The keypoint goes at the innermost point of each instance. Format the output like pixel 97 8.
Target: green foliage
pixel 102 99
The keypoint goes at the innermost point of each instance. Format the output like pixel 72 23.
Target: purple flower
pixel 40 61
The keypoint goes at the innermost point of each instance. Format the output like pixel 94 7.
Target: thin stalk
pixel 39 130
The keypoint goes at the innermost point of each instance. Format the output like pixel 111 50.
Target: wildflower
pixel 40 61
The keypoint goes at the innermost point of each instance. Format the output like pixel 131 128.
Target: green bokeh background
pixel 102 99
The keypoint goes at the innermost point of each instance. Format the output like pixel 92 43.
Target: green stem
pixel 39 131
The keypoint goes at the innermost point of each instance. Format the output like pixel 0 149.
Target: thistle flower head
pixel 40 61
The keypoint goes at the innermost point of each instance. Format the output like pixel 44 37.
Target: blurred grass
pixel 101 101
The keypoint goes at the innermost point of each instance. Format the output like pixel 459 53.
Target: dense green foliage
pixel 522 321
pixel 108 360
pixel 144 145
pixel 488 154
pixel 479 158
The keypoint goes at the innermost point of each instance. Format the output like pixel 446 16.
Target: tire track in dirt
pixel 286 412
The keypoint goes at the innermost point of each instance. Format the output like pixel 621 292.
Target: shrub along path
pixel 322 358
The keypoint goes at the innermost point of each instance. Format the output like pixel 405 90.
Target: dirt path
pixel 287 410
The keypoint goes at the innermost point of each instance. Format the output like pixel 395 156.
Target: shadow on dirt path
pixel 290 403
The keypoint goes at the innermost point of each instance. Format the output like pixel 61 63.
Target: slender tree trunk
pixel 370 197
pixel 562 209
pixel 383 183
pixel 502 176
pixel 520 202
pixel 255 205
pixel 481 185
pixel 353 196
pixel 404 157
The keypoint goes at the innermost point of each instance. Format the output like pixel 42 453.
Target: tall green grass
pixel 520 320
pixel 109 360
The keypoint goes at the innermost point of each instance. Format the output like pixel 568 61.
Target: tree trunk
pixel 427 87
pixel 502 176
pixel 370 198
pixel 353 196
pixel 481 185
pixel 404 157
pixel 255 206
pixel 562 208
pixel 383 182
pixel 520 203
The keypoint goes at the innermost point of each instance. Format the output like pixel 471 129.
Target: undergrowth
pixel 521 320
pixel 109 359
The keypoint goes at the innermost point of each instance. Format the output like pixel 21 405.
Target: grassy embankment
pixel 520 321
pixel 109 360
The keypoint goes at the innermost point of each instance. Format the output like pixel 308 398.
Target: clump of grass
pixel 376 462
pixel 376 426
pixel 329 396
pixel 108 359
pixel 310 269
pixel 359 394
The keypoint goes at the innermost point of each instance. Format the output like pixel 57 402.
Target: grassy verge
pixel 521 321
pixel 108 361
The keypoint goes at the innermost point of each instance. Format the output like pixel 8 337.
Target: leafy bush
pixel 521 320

* * *

Rewrite every item above, changing "innermost point" to "central point" each time it occurs and leaving all other text as it is.

_Exercise answer_
The keypoint goes at the central point of each instance. Format the output like pixel 97 8.
Target: green foliage
pixel 102 99
The keypoint goes at the central point of each instance. Format the output like pixel 72 23.
Target: purple flower
pixel 40 61
The keypoint goes at the central point of each instance. Format the output like pixel 94 7.
Target: thin stalk
pixel 39 130
The keypoint goes at the central point of each instance. Format the output like pixel 111 50.
Target: wildflower
pixel 40 61
The keypoint goes at the central point of each instance. Format the output like pixel 131 128.
Target: green bokeh background
pixel 102 99
The keypoint goes at the central point of each instance. Format the output like pixel 92 43.
Target: green stem
pixel 39 131
The keypoint goes at the central point of each instance. Format the output like pixel 0 149.
Target: thistle flower head
pixel 40 61
The keypoint goes at the central point of each instance. Format the output like pixel 44 37.
Target: blurred grass
pixel 101 101
The keypoint goes at the central point of each instance. Format the output like pixel 459 53.
Target: dense green foliage
pixel 522 321
pixel 108 360
pixel 144 145
pixel 488 154
pixel 479 158
The keypoint goes at the central point of each instance. Format the output like pixel 446 16.
Target: tire track in dirt
pixel 286 412
The keypoint goes at the central point of each instance. Format the output like pixel 621 292.
Target: shrub along path
pixel 322 358
The keypoint goes at the central point of each instance. Format the output like pixel 405 90.
Target: dirt path
pixel 287 410
The keypoint goes at the central point of each instance. Format the output like pixel 395 156.
Target: shadow on dirt path
pixel 290 403
The keypoint goes at the central point of each instance. Format the output like pixel 61 63.
Target: slender tree trunk
pixel 370 197
pixel 562 209
pixel 383 183
pixel 502 176
pixel 520 202
pixel 255 205
pixel 481 185
pixel 353 196
pixel 404 157
The keypoint goes at the central point of each instance. Format the output like pixel 42 453.
Target: tall green grass
pixel 520 320
pixel 109 360
The keypoint goes at the central point of each instance. Format the output like pixel 568 61.
Target: tree trunk
pixel 427 87
pixel 502 176
pixel 370 198
pixel 353 196
pixel 481 185
pixel 404 157
pixel 255 206
pixel 562 208
pixel 383 182
pixel 520 203
The keypoint goes at the central point of each instance. Format the output like pixel 471 129.
Target: undergrowth
pixel 521 320
pixel 109 359
The keypoint goes at the central point of each instance. Format the output like pixel 21 405.
Target: grassy embankment
pixel 520 321
pixel 109 360
The keypoint goes at the central point of each instance. Format the output like pixel 308 398.
Target: clump of grass
pixel 376 462
pixel 376 426
pixel 329 396
pixel 108 359
pixel 310 269
pixel 359 394
The keypoint goes at the central point of each instance. Format the output like pixel 57 402.
Target: grassy verge
pixel 521 321
pixel 108 361
The keypoint goes at the central point of each instance. Format the output like pixel 8 337.
Target: leafy bush
pixel 521 320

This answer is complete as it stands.